**Instructions for the task:** Only the lines from the line holding "Could you point out the white door" through the final line of the entries below are to be returned, exactly as they stand.

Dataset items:

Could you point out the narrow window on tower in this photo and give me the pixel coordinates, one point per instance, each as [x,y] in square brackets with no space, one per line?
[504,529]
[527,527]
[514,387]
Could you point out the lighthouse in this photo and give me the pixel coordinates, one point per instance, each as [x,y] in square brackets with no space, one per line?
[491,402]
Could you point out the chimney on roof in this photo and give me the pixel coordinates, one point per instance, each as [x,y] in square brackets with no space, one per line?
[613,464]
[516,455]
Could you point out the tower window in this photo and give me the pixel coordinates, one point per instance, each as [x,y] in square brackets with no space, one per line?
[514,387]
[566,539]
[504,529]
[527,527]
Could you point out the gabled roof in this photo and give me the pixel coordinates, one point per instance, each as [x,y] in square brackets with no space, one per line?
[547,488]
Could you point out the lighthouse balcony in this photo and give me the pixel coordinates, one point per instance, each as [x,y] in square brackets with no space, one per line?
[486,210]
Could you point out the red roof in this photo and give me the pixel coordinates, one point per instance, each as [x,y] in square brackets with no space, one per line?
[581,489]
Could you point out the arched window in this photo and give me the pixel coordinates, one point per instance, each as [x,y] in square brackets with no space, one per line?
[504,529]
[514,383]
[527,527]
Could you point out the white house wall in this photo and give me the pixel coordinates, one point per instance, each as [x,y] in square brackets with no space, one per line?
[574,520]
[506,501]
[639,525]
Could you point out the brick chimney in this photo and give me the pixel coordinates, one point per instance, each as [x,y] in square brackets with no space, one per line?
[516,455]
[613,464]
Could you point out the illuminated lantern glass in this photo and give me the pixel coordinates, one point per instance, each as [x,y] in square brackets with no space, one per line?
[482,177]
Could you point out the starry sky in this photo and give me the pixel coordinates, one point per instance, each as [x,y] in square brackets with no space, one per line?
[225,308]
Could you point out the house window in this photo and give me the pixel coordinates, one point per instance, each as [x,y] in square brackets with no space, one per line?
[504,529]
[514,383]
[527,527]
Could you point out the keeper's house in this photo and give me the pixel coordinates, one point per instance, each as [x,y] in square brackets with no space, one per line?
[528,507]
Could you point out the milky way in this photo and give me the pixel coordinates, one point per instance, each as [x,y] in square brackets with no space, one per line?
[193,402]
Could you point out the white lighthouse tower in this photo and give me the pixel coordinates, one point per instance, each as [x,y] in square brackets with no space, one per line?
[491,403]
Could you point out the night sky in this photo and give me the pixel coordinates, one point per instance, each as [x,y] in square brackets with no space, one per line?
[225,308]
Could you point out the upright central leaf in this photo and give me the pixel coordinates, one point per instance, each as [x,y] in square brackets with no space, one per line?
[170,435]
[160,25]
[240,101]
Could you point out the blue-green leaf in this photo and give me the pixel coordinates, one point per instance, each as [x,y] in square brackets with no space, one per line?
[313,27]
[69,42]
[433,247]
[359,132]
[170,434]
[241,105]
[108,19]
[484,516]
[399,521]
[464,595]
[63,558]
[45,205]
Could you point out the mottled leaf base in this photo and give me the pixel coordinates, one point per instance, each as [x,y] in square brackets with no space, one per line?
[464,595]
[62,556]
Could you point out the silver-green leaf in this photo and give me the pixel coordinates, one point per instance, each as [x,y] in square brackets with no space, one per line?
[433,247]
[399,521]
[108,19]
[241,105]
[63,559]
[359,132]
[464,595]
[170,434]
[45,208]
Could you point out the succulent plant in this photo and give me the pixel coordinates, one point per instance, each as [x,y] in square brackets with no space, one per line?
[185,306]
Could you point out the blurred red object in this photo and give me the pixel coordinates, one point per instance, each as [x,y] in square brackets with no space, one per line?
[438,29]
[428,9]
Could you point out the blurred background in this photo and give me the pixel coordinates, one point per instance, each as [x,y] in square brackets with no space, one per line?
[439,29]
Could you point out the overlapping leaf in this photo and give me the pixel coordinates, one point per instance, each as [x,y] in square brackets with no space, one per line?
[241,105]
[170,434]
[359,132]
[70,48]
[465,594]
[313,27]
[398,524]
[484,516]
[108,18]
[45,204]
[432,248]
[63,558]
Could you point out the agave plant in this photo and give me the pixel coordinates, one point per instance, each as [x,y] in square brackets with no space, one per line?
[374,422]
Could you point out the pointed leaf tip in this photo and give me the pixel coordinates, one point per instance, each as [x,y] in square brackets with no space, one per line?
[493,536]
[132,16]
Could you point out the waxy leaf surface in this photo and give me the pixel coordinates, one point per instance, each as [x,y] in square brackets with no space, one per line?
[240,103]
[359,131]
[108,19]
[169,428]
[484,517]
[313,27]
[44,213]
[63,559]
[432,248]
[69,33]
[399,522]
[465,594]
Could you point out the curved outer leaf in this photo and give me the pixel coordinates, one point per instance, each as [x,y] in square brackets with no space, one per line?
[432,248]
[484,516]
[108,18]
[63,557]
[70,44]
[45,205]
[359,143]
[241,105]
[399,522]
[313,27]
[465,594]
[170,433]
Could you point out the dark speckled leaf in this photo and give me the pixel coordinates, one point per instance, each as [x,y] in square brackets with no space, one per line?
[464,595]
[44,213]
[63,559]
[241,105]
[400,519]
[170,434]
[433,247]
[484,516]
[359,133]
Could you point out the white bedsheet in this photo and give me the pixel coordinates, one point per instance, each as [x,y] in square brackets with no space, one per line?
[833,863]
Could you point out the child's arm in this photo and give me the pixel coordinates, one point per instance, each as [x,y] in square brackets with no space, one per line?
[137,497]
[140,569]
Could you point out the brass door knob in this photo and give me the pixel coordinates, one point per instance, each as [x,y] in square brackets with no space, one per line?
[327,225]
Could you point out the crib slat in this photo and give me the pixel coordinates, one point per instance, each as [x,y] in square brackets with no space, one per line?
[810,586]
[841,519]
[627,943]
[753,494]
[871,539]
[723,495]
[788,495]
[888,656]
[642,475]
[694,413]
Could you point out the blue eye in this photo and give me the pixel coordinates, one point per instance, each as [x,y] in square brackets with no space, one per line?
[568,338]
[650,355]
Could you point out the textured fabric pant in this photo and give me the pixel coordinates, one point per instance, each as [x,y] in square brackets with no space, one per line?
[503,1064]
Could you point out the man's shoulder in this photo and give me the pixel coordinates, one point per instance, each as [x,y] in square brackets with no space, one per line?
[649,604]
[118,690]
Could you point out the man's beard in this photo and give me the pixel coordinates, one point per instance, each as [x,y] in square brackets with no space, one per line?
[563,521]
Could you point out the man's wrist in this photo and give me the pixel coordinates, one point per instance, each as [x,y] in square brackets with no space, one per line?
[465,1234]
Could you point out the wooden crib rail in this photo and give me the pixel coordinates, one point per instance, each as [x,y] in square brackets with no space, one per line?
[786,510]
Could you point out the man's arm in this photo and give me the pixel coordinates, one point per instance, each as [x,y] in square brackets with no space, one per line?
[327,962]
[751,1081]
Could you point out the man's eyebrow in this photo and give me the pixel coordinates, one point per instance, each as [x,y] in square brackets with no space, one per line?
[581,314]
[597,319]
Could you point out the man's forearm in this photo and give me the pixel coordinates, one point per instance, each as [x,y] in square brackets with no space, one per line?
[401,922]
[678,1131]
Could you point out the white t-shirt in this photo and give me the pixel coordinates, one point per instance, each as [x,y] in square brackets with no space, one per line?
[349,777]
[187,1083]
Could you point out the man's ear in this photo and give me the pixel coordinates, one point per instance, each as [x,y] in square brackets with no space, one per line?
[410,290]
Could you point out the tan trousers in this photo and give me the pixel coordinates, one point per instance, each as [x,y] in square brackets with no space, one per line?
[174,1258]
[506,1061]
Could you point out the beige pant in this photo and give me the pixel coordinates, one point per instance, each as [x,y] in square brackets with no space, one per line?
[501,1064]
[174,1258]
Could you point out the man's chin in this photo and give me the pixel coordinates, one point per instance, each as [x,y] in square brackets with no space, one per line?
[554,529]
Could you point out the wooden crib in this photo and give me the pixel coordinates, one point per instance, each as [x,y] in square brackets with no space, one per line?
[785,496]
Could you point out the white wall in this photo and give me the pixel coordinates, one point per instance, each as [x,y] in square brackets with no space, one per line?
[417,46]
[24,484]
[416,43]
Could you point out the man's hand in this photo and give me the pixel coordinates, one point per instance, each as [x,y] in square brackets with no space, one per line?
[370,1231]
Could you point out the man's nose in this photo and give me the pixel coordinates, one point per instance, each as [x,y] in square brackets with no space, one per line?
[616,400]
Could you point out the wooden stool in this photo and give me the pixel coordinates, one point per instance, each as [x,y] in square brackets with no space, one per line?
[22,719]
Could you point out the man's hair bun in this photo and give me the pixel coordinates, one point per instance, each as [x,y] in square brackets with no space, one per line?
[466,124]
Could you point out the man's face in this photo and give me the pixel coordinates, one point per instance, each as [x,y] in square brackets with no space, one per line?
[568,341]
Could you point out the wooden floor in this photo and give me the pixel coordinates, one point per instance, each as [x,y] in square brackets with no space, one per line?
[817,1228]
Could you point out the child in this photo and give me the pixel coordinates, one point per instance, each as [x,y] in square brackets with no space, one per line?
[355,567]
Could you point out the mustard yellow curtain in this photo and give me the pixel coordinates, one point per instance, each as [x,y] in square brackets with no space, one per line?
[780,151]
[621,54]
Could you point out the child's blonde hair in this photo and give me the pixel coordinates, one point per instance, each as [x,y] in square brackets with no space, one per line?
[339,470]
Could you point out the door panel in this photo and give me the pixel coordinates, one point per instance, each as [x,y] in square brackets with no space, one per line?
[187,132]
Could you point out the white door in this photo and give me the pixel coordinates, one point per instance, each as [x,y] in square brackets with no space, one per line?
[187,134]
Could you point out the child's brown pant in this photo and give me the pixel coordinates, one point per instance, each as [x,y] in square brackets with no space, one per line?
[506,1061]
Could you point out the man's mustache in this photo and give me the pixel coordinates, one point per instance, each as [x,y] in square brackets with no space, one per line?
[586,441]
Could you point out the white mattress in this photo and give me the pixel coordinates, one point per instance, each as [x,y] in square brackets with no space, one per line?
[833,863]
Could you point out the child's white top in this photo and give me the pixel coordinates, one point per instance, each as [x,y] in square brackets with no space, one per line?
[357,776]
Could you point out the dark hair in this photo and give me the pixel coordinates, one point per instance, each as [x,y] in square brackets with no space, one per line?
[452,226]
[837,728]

**Task response:**
Could you point out the white door in this photo and give me the pixel coordinates, one point per instance, each as [x,y] in square brackets with no space, one per line?
[187,134]
Could you point out the child's brown pant in this photo and give me the pixel coordinates, one point per instance, each as [x,y] in square brackets with no space, one per line?
[506,1061]
Could you point out the man's mustache in this photo and give me the pixel coordinates, one point per instance, each as [x,y] in square brackets with no space, one per line?
[586,441]
Could you point out the white mattress in this photo and give me the pixel coordinates, one point per instance, each as [x,y] in square brackets with no space, one per line?
[833,863]
Could you point out the child's white top in this photo and give me the pixel coordinates, one point per instance, each as [x,y] in square brackets with no space, one per line?
[357,776]
Could you point out the dark hair in this photo and give me the pixel coordinates, one point per instance, each as [x,y] in square brackets with no space, one per line?
[452,226]
[837,728]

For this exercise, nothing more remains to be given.